### What you will do:
- 1) In the letter to a daughter, what reason does the writer give for sending a letter instead of speaking?
- 2) Scale the rows from the line with "the yellow painted" through the last line of the rows. Repeat each of those lines, requests included, and multiply every coordinate in the answers by 1.3, rounding to whole numbers with halves rounded up.

### Selected extract:

►

Source : Islamonline

Wednesday, March 17, 2010

A letter to a daughter

As Salamu Alaikum wa rahmatullah

I wish every sister-in-Islam {esp youth} do read this letter.

In the name of Allah. All praise to Allah. Peace and blessings on the Messenger of Allah.

As-salamu `alaykum wa rahmatullahi wa barakatuh.

My dearest daughter,

I choose to send you this letter rather than speak to you because I know you love to receive and reread my e-mails. I am concerned about what I see developing in you and in many of the youth of your generation. This is why I am asking Allah to guide me as I offer you my advice in the following matters.

You should refrain from spending so much of your time on the computer playing silly games and listening to un-Islamic music. They corrupt the heart and soul. They occupy precious space in the mind that should be used for deep thought and contemplation on life and the real issues that affect you as a Muslim.

"Allah says: Son of Adam: Fill your time with My worship and I will fill your heart with richness, and end your poverty. But if you do not, I would make your hands completely busy (in worldly affairs) and I would not end your poverty."(At-Tirmidhi; confirmed to be a strong hadith)

Sheikh Ibn Al-Qayyim once wrote:

Our purpose of existence on earth is more meaningful than being slaves to worldly gains. There can be no meaningful life better than that prescribed by our Creator Allah. Every act done according to Allah's way is an act of worship.

You should also spend time browsing the fatwa databases. The databases contain Islamic rulings and advice from authentic Islamic scholars on issues that come up in the everyday life of Muslims. It is useful because we need to learn the Islamic perspective on these issues according to the Shari`ah. As Muslims, we can seek the advice of scholars on these matters, and this is the only way we can know how to best handle them. In doing so and by acting upon these rulings, we make sincere efforts to guard ourselves from sins and innovations that lead to the Fire.

◄

### Provided records:
►

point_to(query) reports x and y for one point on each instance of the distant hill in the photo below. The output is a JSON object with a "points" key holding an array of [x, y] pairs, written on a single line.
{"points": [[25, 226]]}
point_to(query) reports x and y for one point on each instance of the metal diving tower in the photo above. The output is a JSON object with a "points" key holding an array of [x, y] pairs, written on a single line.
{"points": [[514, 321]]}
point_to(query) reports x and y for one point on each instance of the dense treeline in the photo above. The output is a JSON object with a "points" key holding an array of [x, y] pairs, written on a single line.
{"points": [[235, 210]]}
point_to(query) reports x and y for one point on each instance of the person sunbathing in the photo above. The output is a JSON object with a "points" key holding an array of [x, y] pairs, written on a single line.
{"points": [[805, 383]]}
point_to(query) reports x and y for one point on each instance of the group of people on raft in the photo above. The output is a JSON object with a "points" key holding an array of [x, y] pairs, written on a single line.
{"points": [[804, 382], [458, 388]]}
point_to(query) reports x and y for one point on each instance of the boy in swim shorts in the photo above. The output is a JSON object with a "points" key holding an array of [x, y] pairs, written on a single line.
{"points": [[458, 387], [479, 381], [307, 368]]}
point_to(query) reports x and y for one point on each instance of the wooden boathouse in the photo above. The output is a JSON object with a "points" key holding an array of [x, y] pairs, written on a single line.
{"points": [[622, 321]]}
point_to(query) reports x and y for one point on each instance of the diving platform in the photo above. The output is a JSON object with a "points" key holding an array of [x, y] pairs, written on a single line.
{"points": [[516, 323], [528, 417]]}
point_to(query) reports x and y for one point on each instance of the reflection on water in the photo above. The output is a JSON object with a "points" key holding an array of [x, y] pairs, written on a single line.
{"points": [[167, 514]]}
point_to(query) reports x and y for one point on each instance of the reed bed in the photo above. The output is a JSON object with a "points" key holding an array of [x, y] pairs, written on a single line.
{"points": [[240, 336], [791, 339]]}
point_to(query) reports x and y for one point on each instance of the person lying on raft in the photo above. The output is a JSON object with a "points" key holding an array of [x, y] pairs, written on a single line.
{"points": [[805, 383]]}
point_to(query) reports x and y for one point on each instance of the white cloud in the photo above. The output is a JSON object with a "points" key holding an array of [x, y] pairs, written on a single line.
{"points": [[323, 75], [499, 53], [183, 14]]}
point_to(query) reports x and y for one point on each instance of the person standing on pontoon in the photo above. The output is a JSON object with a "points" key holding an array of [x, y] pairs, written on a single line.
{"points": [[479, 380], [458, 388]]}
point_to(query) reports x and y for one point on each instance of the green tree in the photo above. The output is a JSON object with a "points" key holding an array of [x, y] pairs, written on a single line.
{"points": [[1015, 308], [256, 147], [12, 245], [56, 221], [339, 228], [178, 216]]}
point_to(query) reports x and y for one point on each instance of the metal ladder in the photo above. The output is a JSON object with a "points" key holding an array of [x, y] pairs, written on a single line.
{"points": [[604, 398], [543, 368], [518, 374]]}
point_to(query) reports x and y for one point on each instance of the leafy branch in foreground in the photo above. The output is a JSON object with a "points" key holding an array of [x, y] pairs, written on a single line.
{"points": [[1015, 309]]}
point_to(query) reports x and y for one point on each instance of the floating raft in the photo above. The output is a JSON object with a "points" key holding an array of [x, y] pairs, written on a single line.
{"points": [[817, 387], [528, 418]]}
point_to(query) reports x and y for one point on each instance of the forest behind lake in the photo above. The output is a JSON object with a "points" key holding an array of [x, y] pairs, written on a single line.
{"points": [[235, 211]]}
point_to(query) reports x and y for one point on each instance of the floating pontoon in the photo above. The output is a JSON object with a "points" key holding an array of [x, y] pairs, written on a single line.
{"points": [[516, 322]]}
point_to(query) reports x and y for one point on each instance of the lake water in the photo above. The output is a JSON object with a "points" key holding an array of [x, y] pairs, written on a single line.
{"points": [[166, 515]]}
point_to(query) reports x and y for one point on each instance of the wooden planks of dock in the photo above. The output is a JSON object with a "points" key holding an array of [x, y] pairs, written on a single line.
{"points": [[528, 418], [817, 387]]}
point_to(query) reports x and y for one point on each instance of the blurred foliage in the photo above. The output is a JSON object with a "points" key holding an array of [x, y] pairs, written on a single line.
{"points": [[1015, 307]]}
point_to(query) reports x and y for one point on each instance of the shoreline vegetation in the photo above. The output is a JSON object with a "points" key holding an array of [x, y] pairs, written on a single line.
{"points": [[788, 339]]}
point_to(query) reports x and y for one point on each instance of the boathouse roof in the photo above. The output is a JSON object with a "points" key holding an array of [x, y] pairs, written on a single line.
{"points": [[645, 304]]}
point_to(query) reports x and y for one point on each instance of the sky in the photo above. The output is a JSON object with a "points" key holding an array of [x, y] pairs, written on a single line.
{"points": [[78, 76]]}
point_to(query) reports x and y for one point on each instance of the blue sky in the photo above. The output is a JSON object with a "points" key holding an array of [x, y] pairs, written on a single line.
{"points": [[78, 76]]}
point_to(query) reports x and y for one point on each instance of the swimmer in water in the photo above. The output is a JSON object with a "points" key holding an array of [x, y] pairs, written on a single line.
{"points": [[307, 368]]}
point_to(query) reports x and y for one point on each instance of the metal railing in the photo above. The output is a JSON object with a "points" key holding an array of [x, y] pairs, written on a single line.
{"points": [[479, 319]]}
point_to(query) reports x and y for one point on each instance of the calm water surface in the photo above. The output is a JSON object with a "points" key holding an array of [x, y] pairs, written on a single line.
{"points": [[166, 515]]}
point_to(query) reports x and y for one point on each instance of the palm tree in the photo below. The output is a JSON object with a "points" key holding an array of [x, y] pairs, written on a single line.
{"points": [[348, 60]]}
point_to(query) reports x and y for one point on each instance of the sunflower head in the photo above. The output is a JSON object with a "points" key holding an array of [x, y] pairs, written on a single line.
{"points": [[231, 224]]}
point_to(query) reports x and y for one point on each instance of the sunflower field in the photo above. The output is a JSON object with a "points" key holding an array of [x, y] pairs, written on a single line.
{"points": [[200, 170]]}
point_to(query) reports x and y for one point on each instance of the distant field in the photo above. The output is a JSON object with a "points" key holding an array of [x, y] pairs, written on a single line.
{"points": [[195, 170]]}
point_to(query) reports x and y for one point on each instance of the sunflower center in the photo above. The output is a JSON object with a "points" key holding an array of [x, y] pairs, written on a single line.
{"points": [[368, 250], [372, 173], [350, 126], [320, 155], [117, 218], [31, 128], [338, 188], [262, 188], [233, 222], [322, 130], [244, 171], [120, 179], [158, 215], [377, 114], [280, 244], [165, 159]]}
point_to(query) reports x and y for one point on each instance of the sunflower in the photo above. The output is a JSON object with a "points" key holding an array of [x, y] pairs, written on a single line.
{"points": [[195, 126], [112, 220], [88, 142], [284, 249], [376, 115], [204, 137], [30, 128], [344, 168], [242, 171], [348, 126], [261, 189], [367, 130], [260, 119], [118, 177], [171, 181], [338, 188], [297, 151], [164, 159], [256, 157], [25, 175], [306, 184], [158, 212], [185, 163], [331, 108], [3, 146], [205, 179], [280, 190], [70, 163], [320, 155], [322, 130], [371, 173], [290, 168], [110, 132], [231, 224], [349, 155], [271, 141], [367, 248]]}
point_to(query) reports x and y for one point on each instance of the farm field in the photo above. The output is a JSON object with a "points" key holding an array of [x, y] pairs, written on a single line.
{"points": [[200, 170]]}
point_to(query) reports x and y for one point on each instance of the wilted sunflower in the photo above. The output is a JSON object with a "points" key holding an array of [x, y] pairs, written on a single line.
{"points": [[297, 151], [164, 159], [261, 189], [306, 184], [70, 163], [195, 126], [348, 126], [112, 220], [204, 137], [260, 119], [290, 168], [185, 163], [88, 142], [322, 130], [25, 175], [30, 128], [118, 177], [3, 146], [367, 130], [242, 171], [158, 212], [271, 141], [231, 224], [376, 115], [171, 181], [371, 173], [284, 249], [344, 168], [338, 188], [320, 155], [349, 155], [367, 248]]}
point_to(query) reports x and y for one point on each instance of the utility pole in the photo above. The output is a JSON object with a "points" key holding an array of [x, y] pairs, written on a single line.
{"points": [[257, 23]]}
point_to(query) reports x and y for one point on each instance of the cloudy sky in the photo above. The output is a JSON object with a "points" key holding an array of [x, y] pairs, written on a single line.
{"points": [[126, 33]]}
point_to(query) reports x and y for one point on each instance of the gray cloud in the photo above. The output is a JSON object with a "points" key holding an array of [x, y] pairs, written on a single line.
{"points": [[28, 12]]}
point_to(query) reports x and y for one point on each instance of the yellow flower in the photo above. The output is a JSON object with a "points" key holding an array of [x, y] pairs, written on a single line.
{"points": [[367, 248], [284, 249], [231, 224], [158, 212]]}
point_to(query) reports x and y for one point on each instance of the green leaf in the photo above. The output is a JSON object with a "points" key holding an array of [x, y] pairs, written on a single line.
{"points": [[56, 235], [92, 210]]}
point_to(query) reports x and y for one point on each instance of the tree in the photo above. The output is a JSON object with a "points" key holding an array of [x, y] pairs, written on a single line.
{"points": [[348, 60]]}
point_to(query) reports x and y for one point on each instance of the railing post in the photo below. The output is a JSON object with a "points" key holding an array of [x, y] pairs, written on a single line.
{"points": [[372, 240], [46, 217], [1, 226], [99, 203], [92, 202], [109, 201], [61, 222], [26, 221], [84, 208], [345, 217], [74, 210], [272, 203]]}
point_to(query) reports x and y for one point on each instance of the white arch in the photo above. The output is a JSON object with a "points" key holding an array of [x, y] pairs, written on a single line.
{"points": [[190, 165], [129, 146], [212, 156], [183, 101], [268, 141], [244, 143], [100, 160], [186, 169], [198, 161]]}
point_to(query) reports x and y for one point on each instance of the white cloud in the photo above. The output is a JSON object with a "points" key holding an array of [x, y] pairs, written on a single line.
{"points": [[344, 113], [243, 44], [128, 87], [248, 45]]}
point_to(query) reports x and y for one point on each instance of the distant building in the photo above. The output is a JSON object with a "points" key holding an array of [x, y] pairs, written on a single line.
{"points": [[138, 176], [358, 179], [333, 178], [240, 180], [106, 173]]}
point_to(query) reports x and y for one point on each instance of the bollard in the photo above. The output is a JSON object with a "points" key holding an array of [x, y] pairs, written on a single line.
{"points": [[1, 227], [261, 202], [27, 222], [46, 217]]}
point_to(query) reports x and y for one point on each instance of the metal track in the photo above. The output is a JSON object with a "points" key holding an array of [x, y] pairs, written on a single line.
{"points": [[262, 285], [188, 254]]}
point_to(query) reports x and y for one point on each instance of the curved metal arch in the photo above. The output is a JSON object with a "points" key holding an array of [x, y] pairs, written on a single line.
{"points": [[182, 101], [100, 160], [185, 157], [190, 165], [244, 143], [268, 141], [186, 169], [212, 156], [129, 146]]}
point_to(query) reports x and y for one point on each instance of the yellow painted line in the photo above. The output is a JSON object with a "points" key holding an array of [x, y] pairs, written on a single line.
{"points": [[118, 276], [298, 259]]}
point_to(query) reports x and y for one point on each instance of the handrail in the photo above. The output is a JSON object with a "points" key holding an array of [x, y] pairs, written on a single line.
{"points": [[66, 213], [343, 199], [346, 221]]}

◄

### Solutions for each task:
- 1) The writer knows the daughter loves to receive and reread the writer's e-mails.

- 2)
point_to(query) reports x and y for one point on each instance of the yellow painted line in the photo above. The output is a JSON object with a "points" key holding an array of [x, y] pairs, written on a single line.
{"points": [[153, 359], [387, 337]]}
point_to(query) reports x and y for one point on each instance of the handrail in the photo above. The output is a JSON object with a "points" key holding an array of [x, y] pairs, written on a single line.
{"points": [[86, 277], [446, 259], [450, 287]]}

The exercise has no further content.